■ Source passage ■
───
Russian prison threatens to force-feed Kremlin critic Navalny
Russian opposition leader Alexei Navalny, standing inside a glass cell during a court hearing in Moscow, Russia, on Feb. 12, 2021. (AFP)


Jailed Kremlin critic Alexei Navalny has been threatened with force-feeding by Russian prison officials, after he lost eight kilograms (18 pounds) since starting a hunger strike in the jail, his team said Monday.

"Seeing the seriousness of the hunger strike, the administration is threatening every day to start force-feeding," Navalny's team said in a post on his Twitter account.

It said Navalny, who last week said he had a cough and fever, had been transferred back to the prison barracks from its infirmary.

"They are still not allowing a doctor to see him," it said.

The 44-year-old opposition politician now weighed 77 kilograms (169 pounds), it said, down from 85 kilograms (187 pounds) when he started the hunger strike on March 31.

Navalny, who barely survived a poisoning with nerve agent Novichok last August, began refusing food in protest at what he said was a lack of proper medical treatment in prison for severe back pain and numbness in his legs.

Navalny, President Vladimir Putin's best-known opponent, was arrested in mid-January when he returned to Russia from Germany, where he had been treated for a poisoning attack with a Soviet-designed nerve agent that nearly left him dead, and was sentenced to two and a half years in prison on old embezzlement charges in February.

Members of his defense team, who visited him in his penal colony in the town of Pokrov 100 kilometers (60 miles) east of Moscow last week, said he was also losing sensation in his hands.

Navalny's lawyers and allies are demanding that he be transferred to a regular hospital. The Kremlin has said that Navalny is not entitled to any special treatment.

More than 20 medical professionals on March 28 published an open letter demanding the 44-year-old opposition politician get proper care.

"We fear for the worst. Leaving a patient in this condition .... may lead to severe consequences, including an irreversible, full or partial loss of lower limb functions," the letter said.
───
■ Provided data ■
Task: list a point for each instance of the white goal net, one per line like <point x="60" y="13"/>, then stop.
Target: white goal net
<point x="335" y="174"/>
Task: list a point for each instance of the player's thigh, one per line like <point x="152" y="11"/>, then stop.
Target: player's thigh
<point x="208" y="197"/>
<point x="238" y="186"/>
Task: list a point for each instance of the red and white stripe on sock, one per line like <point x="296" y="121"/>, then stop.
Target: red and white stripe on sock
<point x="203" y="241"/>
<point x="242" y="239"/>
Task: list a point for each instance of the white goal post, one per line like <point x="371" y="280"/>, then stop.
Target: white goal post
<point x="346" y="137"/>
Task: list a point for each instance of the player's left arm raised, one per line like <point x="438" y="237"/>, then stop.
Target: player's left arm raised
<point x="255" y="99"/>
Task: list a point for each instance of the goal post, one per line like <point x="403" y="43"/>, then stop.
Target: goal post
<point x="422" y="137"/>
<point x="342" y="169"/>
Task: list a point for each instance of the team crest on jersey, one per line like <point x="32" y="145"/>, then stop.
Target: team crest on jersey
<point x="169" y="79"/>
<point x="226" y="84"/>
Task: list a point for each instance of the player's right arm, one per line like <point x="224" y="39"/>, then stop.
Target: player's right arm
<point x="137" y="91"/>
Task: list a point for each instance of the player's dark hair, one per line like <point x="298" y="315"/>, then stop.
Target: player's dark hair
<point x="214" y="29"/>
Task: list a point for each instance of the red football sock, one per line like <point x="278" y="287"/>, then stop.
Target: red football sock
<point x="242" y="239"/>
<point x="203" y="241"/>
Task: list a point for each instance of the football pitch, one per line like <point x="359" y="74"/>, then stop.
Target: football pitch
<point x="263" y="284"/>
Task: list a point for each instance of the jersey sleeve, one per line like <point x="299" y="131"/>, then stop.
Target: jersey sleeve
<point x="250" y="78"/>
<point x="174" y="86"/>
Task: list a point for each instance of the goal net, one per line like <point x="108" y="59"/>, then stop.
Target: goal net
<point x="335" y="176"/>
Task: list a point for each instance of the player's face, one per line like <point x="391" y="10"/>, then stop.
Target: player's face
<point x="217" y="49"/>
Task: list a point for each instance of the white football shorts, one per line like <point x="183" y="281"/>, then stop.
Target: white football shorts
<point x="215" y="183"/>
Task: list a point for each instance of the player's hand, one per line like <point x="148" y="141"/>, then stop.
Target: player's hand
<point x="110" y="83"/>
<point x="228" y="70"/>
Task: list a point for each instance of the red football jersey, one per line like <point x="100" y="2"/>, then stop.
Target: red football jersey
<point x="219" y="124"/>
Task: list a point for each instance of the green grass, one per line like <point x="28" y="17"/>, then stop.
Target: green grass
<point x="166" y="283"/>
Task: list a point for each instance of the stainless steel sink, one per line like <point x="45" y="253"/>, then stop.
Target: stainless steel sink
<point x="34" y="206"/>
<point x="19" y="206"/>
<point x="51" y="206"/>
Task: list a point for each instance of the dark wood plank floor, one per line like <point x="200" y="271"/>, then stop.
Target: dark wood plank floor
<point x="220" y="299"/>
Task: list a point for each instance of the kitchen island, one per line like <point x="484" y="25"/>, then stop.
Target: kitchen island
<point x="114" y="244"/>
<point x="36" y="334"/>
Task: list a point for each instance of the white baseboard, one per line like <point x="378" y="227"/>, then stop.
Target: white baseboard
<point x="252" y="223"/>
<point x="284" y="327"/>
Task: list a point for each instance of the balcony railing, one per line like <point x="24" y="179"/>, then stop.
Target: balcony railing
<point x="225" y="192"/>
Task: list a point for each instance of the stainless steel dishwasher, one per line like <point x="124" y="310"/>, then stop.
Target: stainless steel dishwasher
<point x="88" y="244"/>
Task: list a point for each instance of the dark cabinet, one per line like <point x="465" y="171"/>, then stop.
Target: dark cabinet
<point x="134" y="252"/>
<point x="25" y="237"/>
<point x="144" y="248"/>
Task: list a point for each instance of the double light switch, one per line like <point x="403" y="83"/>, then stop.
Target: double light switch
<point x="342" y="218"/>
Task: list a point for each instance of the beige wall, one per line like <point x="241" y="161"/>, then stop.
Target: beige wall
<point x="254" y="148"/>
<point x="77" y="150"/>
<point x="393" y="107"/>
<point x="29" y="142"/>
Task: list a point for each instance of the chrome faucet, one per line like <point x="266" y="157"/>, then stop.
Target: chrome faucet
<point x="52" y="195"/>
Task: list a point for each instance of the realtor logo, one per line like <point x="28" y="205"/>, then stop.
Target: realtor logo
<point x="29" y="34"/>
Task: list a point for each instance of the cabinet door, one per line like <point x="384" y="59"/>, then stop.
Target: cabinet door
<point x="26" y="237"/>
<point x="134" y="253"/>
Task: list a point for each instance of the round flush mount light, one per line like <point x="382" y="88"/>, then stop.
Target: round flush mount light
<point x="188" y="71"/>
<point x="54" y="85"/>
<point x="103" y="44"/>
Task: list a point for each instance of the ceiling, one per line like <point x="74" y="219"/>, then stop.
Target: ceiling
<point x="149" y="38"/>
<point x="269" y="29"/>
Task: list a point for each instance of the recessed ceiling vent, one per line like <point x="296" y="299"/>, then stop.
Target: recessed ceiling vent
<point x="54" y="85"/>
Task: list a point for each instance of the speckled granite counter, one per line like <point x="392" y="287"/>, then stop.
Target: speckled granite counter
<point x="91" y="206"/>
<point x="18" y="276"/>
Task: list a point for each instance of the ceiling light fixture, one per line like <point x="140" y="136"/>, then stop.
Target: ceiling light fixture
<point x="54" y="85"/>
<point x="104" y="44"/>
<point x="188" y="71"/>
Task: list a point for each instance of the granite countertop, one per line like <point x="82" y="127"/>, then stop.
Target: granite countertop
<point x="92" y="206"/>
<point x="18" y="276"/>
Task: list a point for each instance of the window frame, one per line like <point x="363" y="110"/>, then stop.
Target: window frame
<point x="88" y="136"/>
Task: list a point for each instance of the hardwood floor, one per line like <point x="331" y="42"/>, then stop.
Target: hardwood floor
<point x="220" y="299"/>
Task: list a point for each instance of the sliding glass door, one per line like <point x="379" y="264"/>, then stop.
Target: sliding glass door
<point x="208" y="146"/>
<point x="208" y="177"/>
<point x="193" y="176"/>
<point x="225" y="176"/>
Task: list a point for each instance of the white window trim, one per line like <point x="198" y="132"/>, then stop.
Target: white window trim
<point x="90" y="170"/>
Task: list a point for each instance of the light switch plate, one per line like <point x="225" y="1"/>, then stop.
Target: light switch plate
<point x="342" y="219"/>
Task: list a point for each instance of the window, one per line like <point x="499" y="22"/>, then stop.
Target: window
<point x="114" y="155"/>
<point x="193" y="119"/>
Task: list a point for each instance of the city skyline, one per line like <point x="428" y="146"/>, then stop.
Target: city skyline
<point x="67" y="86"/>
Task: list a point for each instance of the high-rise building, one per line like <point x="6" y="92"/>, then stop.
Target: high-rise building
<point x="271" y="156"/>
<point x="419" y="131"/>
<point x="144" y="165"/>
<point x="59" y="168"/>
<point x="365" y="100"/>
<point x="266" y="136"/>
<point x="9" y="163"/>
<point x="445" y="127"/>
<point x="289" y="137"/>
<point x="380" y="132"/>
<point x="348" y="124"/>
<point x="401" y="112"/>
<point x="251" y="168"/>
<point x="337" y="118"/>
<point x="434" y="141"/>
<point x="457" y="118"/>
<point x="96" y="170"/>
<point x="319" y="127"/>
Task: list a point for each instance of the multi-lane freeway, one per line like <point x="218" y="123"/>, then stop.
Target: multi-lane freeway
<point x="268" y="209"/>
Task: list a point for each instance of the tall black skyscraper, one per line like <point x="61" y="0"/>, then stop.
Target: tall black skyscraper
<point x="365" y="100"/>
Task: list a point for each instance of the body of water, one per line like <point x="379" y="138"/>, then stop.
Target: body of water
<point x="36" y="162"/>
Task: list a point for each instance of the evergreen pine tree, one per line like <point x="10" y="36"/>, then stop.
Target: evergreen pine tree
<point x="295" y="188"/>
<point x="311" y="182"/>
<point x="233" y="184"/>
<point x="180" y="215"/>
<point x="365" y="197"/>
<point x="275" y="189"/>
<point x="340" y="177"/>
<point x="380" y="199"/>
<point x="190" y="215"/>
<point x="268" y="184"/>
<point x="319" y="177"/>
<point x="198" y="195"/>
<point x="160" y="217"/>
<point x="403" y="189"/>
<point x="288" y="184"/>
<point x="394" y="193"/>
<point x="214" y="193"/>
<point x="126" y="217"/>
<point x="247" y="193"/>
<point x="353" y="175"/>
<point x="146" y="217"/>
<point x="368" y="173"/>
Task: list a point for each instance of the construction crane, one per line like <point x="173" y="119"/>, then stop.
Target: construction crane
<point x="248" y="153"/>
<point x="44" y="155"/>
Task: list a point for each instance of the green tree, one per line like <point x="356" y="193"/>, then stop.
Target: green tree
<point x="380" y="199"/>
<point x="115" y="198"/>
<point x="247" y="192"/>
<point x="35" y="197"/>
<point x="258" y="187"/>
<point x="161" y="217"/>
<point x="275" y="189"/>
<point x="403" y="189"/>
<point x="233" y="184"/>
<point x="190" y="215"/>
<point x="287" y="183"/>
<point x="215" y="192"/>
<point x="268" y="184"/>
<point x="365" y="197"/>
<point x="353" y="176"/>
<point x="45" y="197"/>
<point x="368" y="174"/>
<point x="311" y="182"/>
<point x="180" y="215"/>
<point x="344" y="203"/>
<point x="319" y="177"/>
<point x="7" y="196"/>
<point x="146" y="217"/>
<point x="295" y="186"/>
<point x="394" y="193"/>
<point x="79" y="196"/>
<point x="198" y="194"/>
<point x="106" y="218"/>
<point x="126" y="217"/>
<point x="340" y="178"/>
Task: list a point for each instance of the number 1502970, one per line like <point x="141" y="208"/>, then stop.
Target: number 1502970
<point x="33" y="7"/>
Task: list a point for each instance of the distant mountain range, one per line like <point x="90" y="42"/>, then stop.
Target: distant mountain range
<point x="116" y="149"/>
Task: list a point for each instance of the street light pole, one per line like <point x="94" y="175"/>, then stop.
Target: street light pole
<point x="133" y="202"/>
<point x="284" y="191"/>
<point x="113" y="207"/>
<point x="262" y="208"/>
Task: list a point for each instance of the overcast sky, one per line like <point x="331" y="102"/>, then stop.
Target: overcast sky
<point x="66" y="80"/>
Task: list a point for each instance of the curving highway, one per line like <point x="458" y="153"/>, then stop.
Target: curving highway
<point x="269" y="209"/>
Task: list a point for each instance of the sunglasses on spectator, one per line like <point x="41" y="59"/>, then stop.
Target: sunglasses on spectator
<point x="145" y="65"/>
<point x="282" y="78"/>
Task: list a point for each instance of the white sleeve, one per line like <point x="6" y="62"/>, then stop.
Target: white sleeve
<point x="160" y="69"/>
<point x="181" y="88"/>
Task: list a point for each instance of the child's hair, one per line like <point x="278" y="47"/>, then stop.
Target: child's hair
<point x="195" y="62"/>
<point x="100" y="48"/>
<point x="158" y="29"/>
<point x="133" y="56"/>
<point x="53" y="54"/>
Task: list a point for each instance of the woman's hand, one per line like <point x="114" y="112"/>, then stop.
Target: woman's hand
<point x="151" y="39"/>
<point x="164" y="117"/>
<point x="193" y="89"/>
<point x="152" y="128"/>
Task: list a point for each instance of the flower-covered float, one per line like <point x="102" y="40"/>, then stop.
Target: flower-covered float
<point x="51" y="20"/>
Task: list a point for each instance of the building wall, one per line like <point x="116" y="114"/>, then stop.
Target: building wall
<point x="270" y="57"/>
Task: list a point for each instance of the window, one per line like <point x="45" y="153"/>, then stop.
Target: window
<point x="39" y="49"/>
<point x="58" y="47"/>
───
■ Required action A ■
According to the article on Navalny's hunger strike, how much did he weigh when he started it?
■ Required action B ■
Summarize the article on Navalny's hunger strike in two sentences.
The data plays no part in this work.

■ Exercise output A ■
85 kilograms (187 pounds).

■ Exercise output B ■
Russian prison officials have threatened to force-feed jailed Kremlin critic Alexei Navalny, who has lost eight kilograms since beginning a hunger strike on March 31, his team said. He began refusing food in protest at what he said was a lack of proper medical treatment for severe back pain and numbness in his legs, and his lawyers and allies are demanding that he be transferred to a regular hospital.